WHAT IS NEEDED:
Filter the items below down to the lines that contain the string "clicks", copying each such line in full. Matching is case-sensitive.
═════ EXERCISE MATERIAL
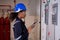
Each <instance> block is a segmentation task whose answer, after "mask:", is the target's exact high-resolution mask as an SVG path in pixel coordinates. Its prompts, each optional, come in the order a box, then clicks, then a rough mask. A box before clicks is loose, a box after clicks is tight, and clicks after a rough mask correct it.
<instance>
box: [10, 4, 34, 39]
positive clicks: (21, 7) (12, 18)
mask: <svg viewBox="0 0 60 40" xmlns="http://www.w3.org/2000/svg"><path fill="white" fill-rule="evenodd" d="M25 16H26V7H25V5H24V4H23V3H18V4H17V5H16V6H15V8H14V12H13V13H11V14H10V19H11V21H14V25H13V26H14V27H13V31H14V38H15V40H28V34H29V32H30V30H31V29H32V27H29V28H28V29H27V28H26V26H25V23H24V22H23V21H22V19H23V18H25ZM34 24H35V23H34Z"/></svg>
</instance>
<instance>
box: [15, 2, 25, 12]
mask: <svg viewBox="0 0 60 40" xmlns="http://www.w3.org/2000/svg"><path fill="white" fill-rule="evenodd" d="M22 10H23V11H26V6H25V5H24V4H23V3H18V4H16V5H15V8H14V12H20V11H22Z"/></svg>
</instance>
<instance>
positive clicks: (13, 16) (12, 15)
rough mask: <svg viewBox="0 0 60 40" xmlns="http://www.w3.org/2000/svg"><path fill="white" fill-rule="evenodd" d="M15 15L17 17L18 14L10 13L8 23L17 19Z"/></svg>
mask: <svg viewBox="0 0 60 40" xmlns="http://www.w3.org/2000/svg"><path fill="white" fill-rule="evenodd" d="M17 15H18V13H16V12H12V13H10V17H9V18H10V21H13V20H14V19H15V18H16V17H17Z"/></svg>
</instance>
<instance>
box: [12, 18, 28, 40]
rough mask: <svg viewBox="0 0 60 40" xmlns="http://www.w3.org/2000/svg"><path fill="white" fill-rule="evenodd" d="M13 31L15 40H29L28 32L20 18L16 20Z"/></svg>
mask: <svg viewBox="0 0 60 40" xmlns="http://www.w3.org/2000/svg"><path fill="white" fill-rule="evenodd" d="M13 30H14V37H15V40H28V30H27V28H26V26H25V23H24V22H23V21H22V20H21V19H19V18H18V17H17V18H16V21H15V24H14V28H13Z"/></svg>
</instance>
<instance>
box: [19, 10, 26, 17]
══════════
OUTPUT OF THE EXERCISE:
Each <instance> block is a segmentation task whose answer, after "mask:", is the target's exact high-resolution mask as an SVG path in pixel coordinates. Its prompts, each optional, come in the order a box, then clicks, then a rough mask. A box before clicks is loose, a box after clicks is tight, and clicks after a rough mask correct it.
positive clicks: (21, 7) (12, 18)
positive clicks: (13, 16) (12, 15)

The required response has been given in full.